[[ SOURCE MATERIAL open ]]

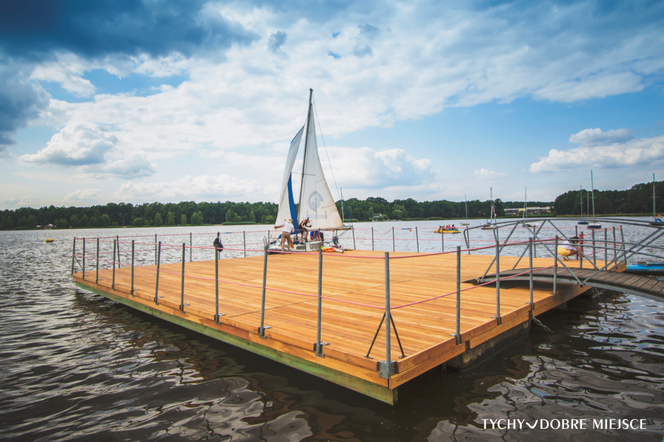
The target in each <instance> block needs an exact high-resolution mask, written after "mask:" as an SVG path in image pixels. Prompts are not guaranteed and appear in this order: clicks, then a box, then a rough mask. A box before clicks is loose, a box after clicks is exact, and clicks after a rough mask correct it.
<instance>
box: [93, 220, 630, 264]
mask: <svg viewBox="0 0 664 442" xmlns="http://www.w3.org/2000/svg"><path fill="white" fill-rule="evenodd" d="M620 237H621V239H622V243H623V244H622V249H623V262H624V263H625V265H627V248H626V247H625V231H624V230H623V228H622V226H620ZM83 245H85V243H83Z"/></svg>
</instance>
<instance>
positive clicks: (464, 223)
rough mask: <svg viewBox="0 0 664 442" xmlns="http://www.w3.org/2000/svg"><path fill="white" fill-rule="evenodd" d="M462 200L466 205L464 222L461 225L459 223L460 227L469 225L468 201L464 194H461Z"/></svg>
mask: <svg viewBox="0 0 664 442" xmlns="http://www.w3.org/2000/svg"><path fill="white" fill-rule="evenodd" d="M463 200H464V202H465V203H466V221H464V222H462V223H459V224H461V225H462V226H469V225H470V223H469V222H468V199H467V198H466V194H465V193H464V194H463Z"/></svg>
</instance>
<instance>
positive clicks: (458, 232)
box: [433, 227, 461, 233]
mask: <svg viewBox="0 0 664 442" xmlns="http://www.w3.org/2000/svg"><path fill="white" fill-rule="evenodd" d="M433 233H461V231H460V230H459V229H457V228H456V227H455V228H450V229H445V228H441V227H439V228H438V229H436V230H435V231H434V232H433Z"/></svg>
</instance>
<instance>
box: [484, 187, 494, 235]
mask: <svg viewBox="0 0 664 442" xmlns="http://www.w3.org/2000/svg"><path fill="white" fill-rule="evenodd" d="M489 192H490V195H491V218H489V219H487V220H486V222H485V223H484V224H483V225H482V230H490V229H495V228H496V206H495V204H494V202H493V187H490V188H489Z"/></svg>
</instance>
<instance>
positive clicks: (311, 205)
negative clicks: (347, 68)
mask: <svg viewBox="0 0 664 442" xmlns="http://www.w3.org/2000/svg"><path fill="white" fill-rule="evenodd" d="M312 94H313V90H310V94H309V110H308V112H307V125H306V137H305V142H304V158H303V165H302V181H301V185H300V197H299V198H298V200H297V201H298V202H299V213H298V214H297V216H296V215H295V204H294V200H293V196H292V169H293V165H294V163H295V157H296V155H297V151H298V149H299V145H300V139H301V138H302V131H303V129H304V128H302V129H300V131H299V132H298V134H297V135H296V136H295V138H293V141H292V142H291V147H290V150H289V152H288V158H287V160H286V170H285V172H284V179H283V183H282V187H281V198H280V199H279V212H278V214H277V224H279V223H281V222H283V220H284V219H288V218H291V219H292V220H293V223H294V224H295V225H296V226H297V222H298V220H299V221H301V220H303V219H306V218H309V220H310V221H311V227H309V230H334V229H343V228H344V225H343V222H342V221H341V216H339V210H337V205H336V204H335V202H334V198H332V193H331V192H330V188H329V187H328V186H327V182H326V181H325V175H324V174H323V167H322V166H321V164H320V158H319V156H318V144H317V143H316V125H315V123H314V115H313V112H312V99H311V98H312Z"/></svg>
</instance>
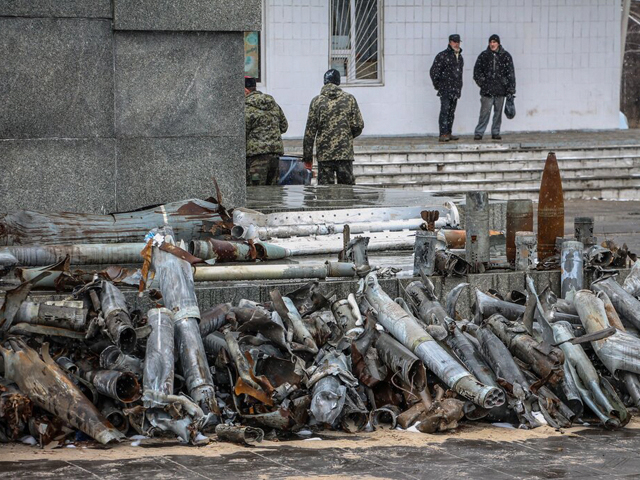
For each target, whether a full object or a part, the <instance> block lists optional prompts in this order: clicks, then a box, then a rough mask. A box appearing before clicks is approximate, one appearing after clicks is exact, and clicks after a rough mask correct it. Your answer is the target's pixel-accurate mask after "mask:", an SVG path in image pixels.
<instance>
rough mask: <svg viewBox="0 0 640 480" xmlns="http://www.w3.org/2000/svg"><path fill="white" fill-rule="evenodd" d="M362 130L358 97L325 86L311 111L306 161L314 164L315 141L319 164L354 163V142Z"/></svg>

[[ SOURCE MATERIAL closed ]]

WHAT THE EXERCISE ASKS: Every record above should be written out again exactly; the pictures stay out of the copy.

RESPONSE AREA:
The target in each <instance> block needs an exact high-resolution mask, written after "mask:" as an SVG path in image pixels. Prompts are not guaranteed and appear in this order: clicks, then a box, then a rough mask. A box before clicks is loose, a box after clicks is exact, and clicks after a rough mask correct it.
<instance>
box: [93, 220, 630, 264]
mask: <svg viewBox="0 0 664 442" xmlns="http://www.w3.org/2000/svg"><path fill="white" fill-rule="evenodd" d="M620 237H621V239H622V243H623V244H622V249H623V262H624V263H625V265H627V248H626V247H625V231H624V230H623V228H622V226H620ZM83 245H85V243H83Z"/></svg>
</instance>
<instance>
positive clicks: (464, 223)
rough mask: <svg viewBox="0 0 664 442" xmlns="http://www.w3.org/2000/svg"><path fill="white" fill-rule="evenodd" d="M462 200L466 205L464 222L461 225L459 223L460 227L469 225L468 201L464 194H461Z"/></svg>
mask: <svg viewBox="0 0 664 442" xmlns="http://www.w3.org/2000/svg"><path fill="white" fill-rule="evenodd" d="M463 200H464V202H465V203H466V221H464V222H462V223H459V224H461V225H462V226H469V225H470V223H469V222H468V199H467V198H466V194H465V193H464V194H463Z"/></svg>
</instance>
<instance>
positive clicks: (458, 232)
box: [433, 227, 461, 233]
mask: <svg viewBox="0 0 664 442" xmlns="http://www.w3.org/2000/svg"><path fill="white" fill-rule="evenodd" d="M433 233H461V231H460V230H459V229H457V228H456V227H455V228H450V229H445V228H441V227H439V228H438V229H436V230H435V231H434V232H433Z"/></svg>
</instance>
<instance>
box: [484, 187, 494, 235]
mask: <svg viewBox="0 0 664 442" xmlns="http://www.w3.org/2000/svg"><path fill="white" fill-rule="evenodd" d="M489 192H490V195H491V218H489V219H487V220H486V222H485V223H484V224H483V225H482V230H490V229H495V228H496V206H495V204H494V202H493V187H490V188H489Z"/></svg>
</instance>
<instance>
positive clicks: (311, 205)
negative clicks: (347, 68)
mask: <svg viewBox="0 0 664 442" xmlns="http://www.w3.org/2000/svg"><path fill="white" fill-rule="evenodd" d="M312 94H313V90H310V94H309V110H308V112H307V125H306V137H305V142H304V158H303V165H302V181H301V185H300V197H299V198H298V200H297V201H298V202H299V213H298V214H297V216H296V215H295V204H294V200H293V196H292V169H293V165H294V163H295V157H296V155H297V151H298V149H299V145H300V139H301V138H302V131H303V129H304V128H302V129H300V131H299V132H298V134H297V135H296V136H295V138H293V141H292V142H291V147H290V150H289V152H288V158H287V160H286V170H285V172H284V179H283V183H282V187H281V198H280V199H279V212H278V214H277V224H279V223H281V222H283V220H284V219H288V218H291V219H292V220H293V223H294V224H295V225H296V226H297V222H298V220H299V221H301V220H303V219H306V218H309V220H310V221H311V227H309V230H334V229H343V228H344V225H343V222H342V221H341V216H339V210H337V205H336V204H335V202H334V198H332V193H331V192H330V188H329V187H328V186H327V182H326V181H325V175H324V174H323V167H322V166H321V164H320V158H319V156H318V144H317V143H316V125H315V123H314V115H313V112H312V99H311V98H312Z"/></svg>
</instance>
For each target, whether a full object or a part, the <instance> block lists optional prompts in this order: clicks, then a box, then a rough mask. A box appearing before clicks is approximate, one appearing after clicks is exact, and clicks after a rough mask correct it. Your answer is the target's pixel-accurate mask after "mask:", an SVG path in image pixels.
<instance>
rough mask: <svg viewBox="0 0 640 480" xmlns="http://www.w3.org/2000/svg"><path fill="white" fill-rule="evenodd" d="M362 130L358 97L325 86L311 111L306 161L314 164L315 141L319 164L354 163V142Z"/></svg>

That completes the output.